Saved data entries
────
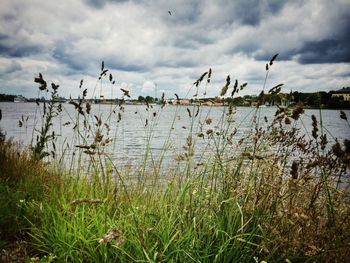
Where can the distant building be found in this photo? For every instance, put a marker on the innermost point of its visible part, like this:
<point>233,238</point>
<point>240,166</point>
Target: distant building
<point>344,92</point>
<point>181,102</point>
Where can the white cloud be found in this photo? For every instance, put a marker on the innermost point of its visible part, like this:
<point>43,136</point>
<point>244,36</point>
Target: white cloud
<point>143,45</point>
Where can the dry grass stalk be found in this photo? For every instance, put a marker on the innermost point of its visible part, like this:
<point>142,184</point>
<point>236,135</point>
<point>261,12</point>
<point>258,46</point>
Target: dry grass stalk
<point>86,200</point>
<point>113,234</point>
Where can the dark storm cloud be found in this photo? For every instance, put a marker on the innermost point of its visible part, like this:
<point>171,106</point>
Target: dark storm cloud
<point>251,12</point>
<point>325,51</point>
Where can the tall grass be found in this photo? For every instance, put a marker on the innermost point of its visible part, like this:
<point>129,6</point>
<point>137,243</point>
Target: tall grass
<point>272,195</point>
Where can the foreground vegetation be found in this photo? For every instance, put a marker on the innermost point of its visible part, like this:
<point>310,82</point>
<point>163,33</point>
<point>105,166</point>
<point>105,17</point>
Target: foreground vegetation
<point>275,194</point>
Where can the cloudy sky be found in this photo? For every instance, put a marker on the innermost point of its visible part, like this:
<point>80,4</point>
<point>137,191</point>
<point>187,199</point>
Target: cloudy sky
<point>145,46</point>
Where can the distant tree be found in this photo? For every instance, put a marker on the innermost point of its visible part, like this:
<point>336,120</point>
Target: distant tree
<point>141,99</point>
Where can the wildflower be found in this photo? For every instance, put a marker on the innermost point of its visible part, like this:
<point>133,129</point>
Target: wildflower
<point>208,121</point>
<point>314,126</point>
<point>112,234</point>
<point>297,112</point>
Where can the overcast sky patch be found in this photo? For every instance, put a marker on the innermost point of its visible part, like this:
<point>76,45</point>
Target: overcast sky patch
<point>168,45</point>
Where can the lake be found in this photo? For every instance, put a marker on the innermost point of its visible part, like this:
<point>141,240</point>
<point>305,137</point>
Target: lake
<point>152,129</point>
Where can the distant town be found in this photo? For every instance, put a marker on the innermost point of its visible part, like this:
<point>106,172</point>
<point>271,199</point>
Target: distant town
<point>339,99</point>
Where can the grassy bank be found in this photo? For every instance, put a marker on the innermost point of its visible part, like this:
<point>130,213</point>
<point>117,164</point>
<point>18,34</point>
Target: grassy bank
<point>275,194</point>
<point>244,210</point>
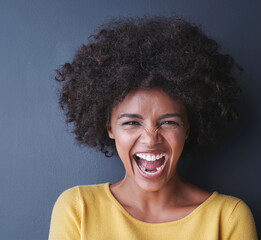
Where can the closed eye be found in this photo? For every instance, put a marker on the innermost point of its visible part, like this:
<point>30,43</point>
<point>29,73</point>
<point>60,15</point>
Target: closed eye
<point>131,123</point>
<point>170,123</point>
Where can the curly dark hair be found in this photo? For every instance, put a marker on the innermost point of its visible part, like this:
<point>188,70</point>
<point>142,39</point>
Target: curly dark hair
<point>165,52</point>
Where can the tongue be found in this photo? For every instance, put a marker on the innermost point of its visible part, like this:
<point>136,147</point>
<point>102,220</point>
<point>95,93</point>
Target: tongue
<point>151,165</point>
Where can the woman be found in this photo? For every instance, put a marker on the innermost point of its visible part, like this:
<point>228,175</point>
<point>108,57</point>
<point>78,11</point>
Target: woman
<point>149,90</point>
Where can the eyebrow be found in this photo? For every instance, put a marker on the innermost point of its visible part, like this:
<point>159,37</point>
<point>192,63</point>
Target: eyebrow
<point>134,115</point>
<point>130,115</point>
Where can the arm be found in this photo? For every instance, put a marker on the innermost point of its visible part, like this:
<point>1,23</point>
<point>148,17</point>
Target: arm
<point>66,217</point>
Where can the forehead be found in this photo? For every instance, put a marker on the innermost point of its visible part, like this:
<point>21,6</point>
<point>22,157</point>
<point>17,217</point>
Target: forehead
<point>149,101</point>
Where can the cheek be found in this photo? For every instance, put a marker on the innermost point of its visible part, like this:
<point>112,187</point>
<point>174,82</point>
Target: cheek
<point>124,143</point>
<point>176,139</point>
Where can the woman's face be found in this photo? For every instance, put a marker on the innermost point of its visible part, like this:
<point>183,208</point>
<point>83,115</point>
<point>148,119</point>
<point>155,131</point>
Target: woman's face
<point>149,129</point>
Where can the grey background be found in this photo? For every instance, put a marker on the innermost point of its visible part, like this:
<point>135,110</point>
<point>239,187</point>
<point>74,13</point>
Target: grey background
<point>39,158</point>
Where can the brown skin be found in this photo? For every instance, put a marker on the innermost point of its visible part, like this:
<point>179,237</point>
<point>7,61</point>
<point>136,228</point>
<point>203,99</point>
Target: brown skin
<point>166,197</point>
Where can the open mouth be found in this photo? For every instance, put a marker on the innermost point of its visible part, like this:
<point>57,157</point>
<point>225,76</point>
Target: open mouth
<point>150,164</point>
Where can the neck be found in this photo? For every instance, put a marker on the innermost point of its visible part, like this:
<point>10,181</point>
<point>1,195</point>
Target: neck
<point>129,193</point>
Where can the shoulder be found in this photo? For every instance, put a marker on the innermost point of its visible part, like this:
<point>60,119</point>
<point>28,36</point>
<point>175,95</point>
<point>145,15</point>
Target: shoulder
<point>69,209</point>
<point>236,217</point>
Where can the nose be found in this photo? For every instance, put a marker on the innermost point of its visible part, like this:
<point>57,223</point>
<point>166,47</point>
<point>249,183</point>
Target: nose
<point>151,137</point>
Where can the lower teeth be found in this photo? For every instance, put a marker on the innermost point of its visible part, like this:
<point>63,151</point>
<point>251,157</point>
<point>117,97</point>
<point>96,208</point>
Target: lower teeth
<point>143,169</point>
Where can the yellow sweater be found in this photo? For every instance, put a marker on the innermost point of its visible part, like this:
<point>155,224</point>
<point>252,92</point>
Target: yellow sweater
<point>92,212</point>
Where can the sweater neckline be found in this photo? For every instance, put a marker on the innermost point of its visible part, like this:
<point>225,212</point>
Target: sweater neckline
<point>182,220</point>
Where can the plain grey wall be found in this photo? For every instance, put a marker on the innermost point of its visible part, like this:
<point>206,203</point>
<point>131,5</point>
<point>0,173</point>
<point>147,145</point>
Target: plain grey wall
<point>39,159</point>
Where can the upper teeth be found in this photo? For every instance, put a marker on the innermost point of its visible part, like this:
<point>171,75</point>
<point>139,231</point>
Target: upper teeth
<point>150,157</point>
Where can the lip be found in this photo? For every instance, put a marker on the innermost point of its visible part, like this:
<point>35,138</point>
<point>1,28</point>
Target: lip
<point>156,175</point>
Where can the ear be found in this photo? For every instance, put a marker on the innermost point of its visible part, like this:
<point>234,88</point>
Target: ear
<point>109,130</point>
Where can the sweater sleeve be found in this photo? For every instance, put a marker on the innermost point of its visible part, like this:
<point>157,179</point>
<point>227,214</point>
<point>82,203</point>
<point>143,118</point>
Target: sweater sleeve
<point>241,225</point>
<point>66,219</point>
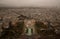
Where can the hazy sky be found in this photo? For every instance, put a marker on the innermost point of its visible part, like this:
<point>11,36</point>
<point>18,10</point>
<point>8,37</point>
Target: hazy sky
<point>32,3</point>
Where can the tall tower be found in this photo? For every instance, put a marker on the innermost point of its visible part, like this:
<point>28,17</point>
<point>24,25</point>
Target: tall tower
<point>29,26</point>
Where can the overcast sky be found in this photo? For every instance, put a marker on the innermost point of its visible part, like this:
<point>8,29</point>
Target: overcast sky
────
In your copy of the records, include no pictures; repeat everything else exactly.

RESULT OF THIS TASK
Where can the distant building be found in this photo? For every instance, put a marker on the innermost point of its visible part, like this:
<point>233,238</point>
<point>240,166</point>
Target: distant building
<point>344,92</point>
<point>181,102</point>
Where can the white cloud be found in this photo? For every instance, put a marker on the innermost point of its visible part, like this:
<point>43,136</point>
<point>244,36</point>
Target: white cloud
<point>143,45</point>
Where can the dry grass stalk be found in this photo? For every instance, put a marker on the innermost point of its visible part, like this:
<point>142,184</point>
<point>236,135</point>
<point>261,12</point>
<point>258,46</point>
Target: dry grass stalk
<point>86,200</point>
<point>113,234</point>
Where can the dark storm cloud be found in this photo? For every instance, put a marker on the innermost point of its visible part, like this:
<point>171,106</point>
Target: dark storm cloud
<point>251,12</point>
<point>325,51</point>
Where can the tall grass be found in this photo? For every instance, put a marker on the innermost point of its visible part, like this:
<point>129,6</point>
<point>137,243</point>
Target: tall grass
<point>272,195</point>
Where can the foreground vegetation be found in this photo? For every instance, put a marker on the innermost point of its visible part, like this:
<point>310,82</point>
<point>163,33</point>
<point>105,166</point>
<point>105,17</point>
Target: foreground vegetation
<point>275,194</point>
Where can the cloudy sky be found in this photo? For every instance, put a marker on the innermost point of its visible part, like this:
<point>80,4</point>
<point>137,191</point>
<point>187,199</point>
Target: cloudy sky
<point>145,46</point>
Where can the distant tree be found in this photo? For every instance, put a marker on the innermost point of its visible part, like this:
<point>336,120</point>
Target: distant tree
<point>141,99</point>
Where can the wildflower be found in this photo? For every instance, put a marker on the innermost point of its visible part, like this:
<point>133,129</point>
Target: wildflower
<point>208,121</point>
<point>314,126</point>
<point>112,234</point>
<point>297,112</point>
Where can the overcast sky patch be found in this photo? For every instance, put a marker on the innermost point of its visible part, like this:
<point>76,45</point>
Target: overcast sky patch
<point>168,45</point>
Where can the lake be found in this photo? For every instance, put a marker on the innermost point of its visible part, like this:
<point>141,240</point>
<point>305,137</point>
Target: lake
<point>152,129</point>
Where can the distant town be found in this photo? For every instance, put a marker on the innermost point of its visible part, like this:
<point>106,172</point>
<point>271,199</point>
Target: distant town
<point>339,99</point>
Where can the grassy bank be found in this photo? For every instance, put a marker on the innermost point of its visible part, like this:
<point>130,213</point>
<point>117,164</point>
<point>18,34</point>
Target: grassy bank
<point>275,194</point>
<point>244,210</point>
Where can the closed eye be found in this photo? For every instance, put a marker on the innermost point of its visible part, like this:
<point>30,43</point>
<point>29,73</point>
<point>60,15</point>
Target: closed eye
<point>131,123</point>
<point>170,123</point>
Where can the curly dark hair be found in this photo? For every instance, put a marker on the innermost point of its visible part, like this:
<point>188,70</point>
<point>142,39</point>
Target: curly dark hair
<point>165,52</point>
Where can the tongue be found in this photo? For every instance, put a marker on the innermost point of its visible part, like this:
<point>136,147</point>
<point>102,220</point>
<point>95,93</point>
Target: tongue
<point>151,165</point>
Where can the woman be found in this photo? For every instance, put a marker on the innermost point of its visible part, like this:
<point>228,175</point>
<point>108,57</point>
<point>78,11</point>
Target: woman
<point>149,90</point>
Where can the eyebrow be found in this photo? For every instance, put a marker on the innermost point of its visible part, like this:
<point>159,37</point>
<point>192,63</point>
Target: eyebrow
<point>134,115</point>
<point>130,115</point>
Where can the arm be found in this photo? For every instance, put a marker on the innermost point of its visible part, like this:
<point>1,23</point>
<point>148,17</point>
Target: arm
<point>66,217</point>
Where can the forehead be found in this photo? For every instance, put a marker on the innermost point of its visible part, like this:
<point>21,6</point>
<point>22,157</point>
<point>17,217</point>
Target: forehead
<point>149,101</point>
Where can the cheek be found in this photo? For every instance, put a marker on the innermost point of its visible part, like this:
<point>112,187</point>
<point>174,82</point>
Target: cheek
<point>124,143</point>
<point>176,139</point>
Where can the woman's face be found in this photo? For every instance, put a marker on the innermost point of its visible part, like this:
<point>183,208</point>
<point>83,115</point>
<point>148,119</point>
<point>155,131</point>
Target: woman's face
<point>149,129</point>
Where can the grey background be found in this photo? For every instance, put a marker on the innermost point of its visible part, like this:
<point>135,110</point>
<point>239,187</point>
<point>74,13</point>
Target: grey background
<point>39,158</point>
Where can the brown skin be found in this photo? For every instance, put a marker on the innermost point of its visible part, like this:
<point>179,237</point>
<point>7,61</point>
<point>136,228</point>
<point>203,99</point>
Target: brown skin
<point>166,197</point>
Where can the open mouth be found in this photo? For every instance, put a marker on the innermost point of its visible part, like this:
<point>57,157</point>
<point>225,76</point>
Target: open mouth
<point>150,164</point>
Where can the neck be found in this photo? For every instance, put a marker on the innermost point of its visible part, like this:
<point>10,181</point>
<point>1,195</point>
Target: neck
<point>129,193</point>
Where can the shoulder be found in this photo? For every instance, put a marker on the innermost point of its visible part, like this:
<point>60,119</point>
<point>28,36</point>
<point>175,95</point>
<point>145,15</point>
Target: shoulder
<point>69,209</point>
<point>236,217</point>
Where can the nose be found in this photo? For every instance, put a marker on the innermost point of its visible part, like this:
<point>57,223</point>
<point>166,47</point>
<point>249,183</point>
Target: nose
<point>151,137</point>
Where can the lower teeth be found in this photo? For every instance, put a marker on the innermost point of its visible part, like this:
<point>63,151</point>
<point>251,157</point>
<point>117,97</point>
<point>96,208</point>
Target: lower teeth
<point>143,169</point>
Where can the yellow sweater be found in this photo? For every instance, put a marker on the innermost point of its visible part, like this:
<point>155,224</point>
<point>252,92</point>
Target: yellow sweater
<point>92,212</point>
Where can the sweater neckline be found in this photo? For every instance, put a marker on the innermost point of its visible part, like this:
<point>225,212</point>
Target: sweater neckline
<point>182,220</point>
Where can the plain grey wall be found in this photo? For every instance, put a marker on the innermost point of its visible part, like this:
<point>206,203</point>
<point>131,5</point>
<point>0,173</point>
<point>147,145</point>
Target: plain grey wall
<point>39,159</point>
Where can the upper teeth be found in this photo? For every instance, put a marker on the innermost point of its visible part, like this:
<point>171,75</point>
<point>139,231</point>
Target: upper teeth
<point>150,157</point>
Where can the lip be found in this photo? For every instance, put a marker on the innermost point of its visible part, like this:
<point>35,138</point>
<point>1,28</point>
Target: lip
<point>156,175</point>
Where can the ear be found in this photo? For every instance, put a marker on the innermost point of its visible part, like this:
<point>234,88</point>
Target: ear
<point>109,130</point>
Where can the sweater sleeve be found in this photo? For every instance, put a marker on the innermost point of its visible part, like this:
<point>157,179</point>
<point>227,214</point>
<point>82,203</point>
<point>143,118</point>
Target: sweater sleeve
<point>241,225</point>
<point>66,219</point>
Where can the hazy sky be found in this photo? For every instance, put a marker on the innermost point of its visible part, like this:
<point>11,36</point>
<point>18,10</point>
<point>8,37</point>
Target: hazy sky
<point>32,3</point>
Where can the tall tower be found in this photo? For every instance, put a marker on the innermost point of its visible part, like this:
<point>28,17</point>
<point>24,25</point>
Target: tall tower
<point>29,26</point>
Where can the overcast sky be found in this photo? For every instance, put a marker on the innermost point of its visible part, like this:
<point>8,29</point>
Target: overcast sky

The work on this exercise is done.